Lines containing the word "else" are to be copied from the data below.

(INPUT)

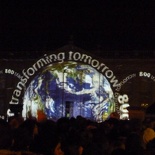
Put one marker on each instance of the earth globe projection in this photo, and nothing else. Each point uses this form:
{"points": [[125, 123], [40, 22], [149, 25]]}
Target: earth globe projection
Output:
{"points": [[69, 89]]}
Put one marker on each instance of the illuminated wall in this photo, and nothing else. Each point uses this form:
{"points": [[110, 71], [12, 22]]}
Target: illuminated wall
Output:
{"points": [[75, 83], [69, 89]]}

(End INPUT)
(INPUT)

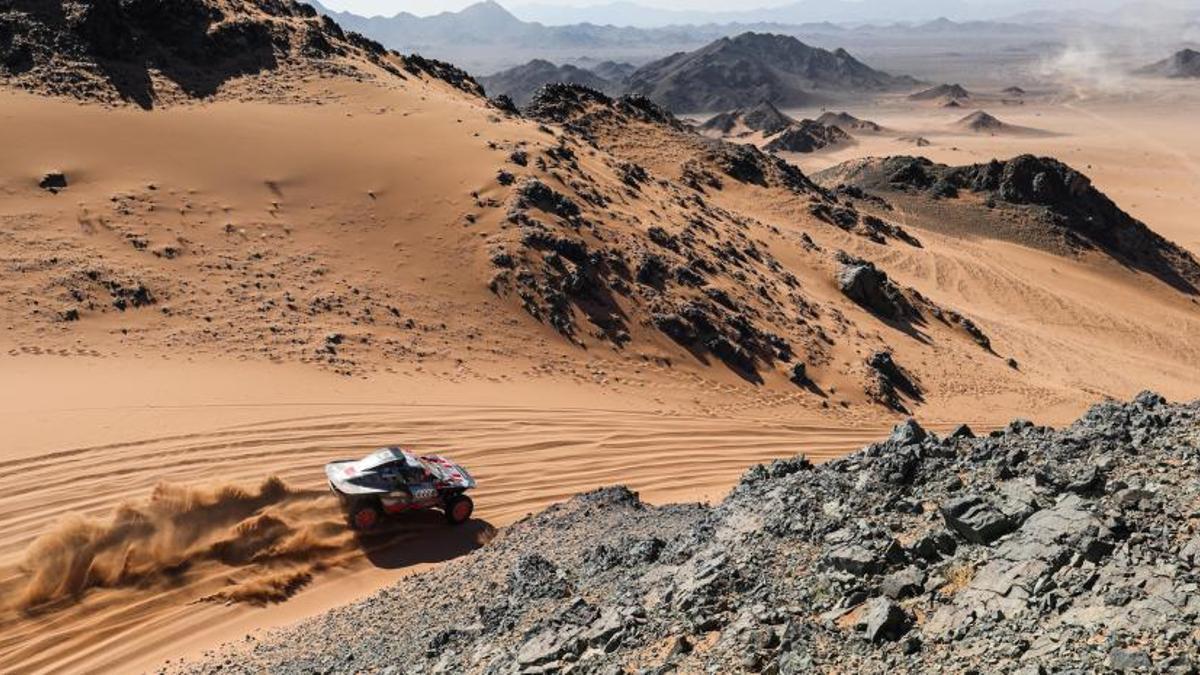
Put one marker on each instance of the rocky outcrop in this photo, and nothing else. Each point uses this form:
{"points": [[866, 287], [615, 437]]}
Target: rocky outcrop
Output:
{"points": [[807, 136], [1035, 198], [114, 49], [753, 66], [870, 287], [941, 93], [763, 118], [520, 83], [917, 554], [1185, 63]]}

(End INPUT)
(INPUT)

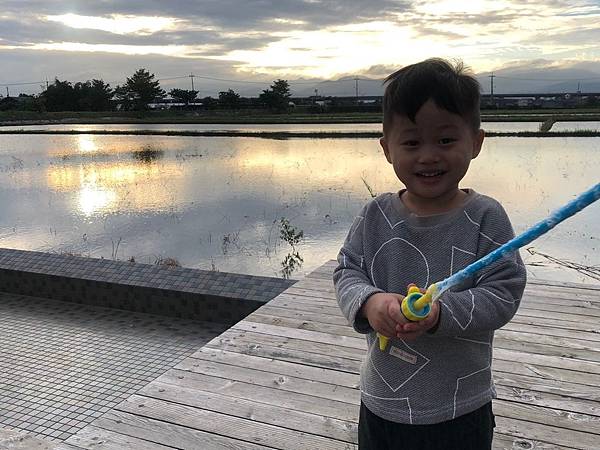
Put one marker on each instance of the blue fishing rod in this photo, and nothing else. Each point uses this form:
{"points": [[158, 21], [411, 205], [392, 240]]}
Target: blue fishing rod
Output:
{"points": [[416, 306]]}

(End INPUT)

■ YOUR SOLUTION:
Put one marker on each instance of the earth globe projection in this photo, and nothing else. Each point uses this form:
Put one marker on each instance of the illuminated wall in this photo, and nothing else. Each point uses this form:
Put one marker on each instance of the rocky outcrop in this photo, and nothing else. Each point uses this form:
Put one marker on each instance of the blue fishing rod in this photo, and nothing else. Each point uses this form:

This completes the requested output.